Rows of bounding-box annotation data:
+++

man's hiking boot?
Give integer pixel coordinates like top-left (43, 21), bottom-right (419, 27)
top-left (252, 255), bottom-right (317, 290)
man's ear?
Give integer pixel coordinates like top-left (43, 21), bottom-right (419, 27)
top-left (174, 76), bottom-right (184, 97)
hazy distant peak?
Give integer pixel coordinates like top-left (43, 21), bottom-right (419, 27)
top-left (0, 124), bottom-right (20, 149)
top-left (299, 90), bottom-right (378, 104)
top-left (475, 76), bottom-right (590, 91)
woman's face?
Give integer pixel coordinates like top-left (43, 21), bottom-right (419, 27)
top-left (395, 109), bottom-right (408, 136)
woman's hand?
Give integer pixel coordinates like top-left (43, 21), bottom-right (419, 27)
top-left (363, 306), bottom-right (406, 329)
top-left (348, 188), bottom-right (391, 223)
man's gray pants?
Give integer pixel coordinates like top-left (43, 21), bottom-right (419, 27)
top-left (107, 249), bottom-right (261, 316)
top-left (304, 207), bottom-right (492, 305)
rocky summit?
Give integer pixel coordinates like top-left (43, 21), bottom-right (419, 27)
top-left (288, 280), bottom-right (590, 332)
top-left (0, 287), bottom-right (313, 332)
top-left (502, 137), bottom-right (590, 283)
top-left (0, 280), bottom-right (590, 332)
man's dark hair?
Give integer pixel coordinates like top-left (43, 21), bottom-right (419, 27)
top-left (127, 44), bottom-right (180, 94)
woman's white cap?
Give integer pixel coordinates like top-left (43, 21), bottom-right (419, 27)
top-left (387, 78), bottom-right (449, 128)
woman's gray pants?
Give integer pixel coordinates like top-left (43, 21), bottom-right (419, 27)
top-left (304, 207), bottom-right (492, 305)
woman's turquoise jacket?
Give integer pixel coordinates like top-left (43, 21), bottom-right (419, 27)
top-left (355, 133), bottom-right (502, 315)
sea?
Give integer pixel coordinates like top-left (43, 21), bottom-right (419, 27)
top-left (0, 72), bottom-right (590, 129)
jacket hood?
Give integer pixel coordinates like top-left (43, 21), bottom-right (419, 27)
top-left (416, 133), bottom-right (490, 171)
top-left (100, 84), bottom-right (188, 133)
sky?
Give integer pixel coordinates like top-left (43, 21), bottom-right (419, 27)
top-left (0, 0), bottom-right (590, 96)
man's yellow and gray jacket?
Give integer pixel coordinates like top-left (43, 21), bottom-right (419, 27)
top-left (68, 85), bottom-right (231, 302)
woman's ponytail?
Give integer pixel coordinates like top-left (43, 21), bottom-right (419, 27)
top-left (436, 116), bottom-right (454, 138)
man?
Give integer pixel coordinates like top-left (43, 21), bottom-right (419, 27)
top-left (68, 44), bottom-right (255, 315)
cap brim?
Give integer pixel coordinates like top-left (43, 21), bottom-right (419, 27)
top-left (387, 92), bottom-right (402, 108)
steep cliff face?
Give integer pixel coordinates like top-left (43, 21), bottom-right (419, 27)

+++

* Instructions for the task:
Retype every line above, from the one containing "rocky summit?" down through the one containing "top-left (127, 44), bottom-right (180, 94)", with both of those lines included.

* The answer:
rocky summit?
Give integer pixel coordinates like top-left (43, 21), bottom-right (419, 27)
top-left (288, 280), bottom-right (590, 332)
top-left (0, 287), bottom-right (313, 332)
top-left (502, 137), bottom-right (590, 283)
top-left (0, 280), bottom-right (590, 332)
man's dark hair?
Give integer pixel coordinates like top-left (43, 21), bottom-right (419, 27)
top-left (127, 44), bottom-right (180, 94)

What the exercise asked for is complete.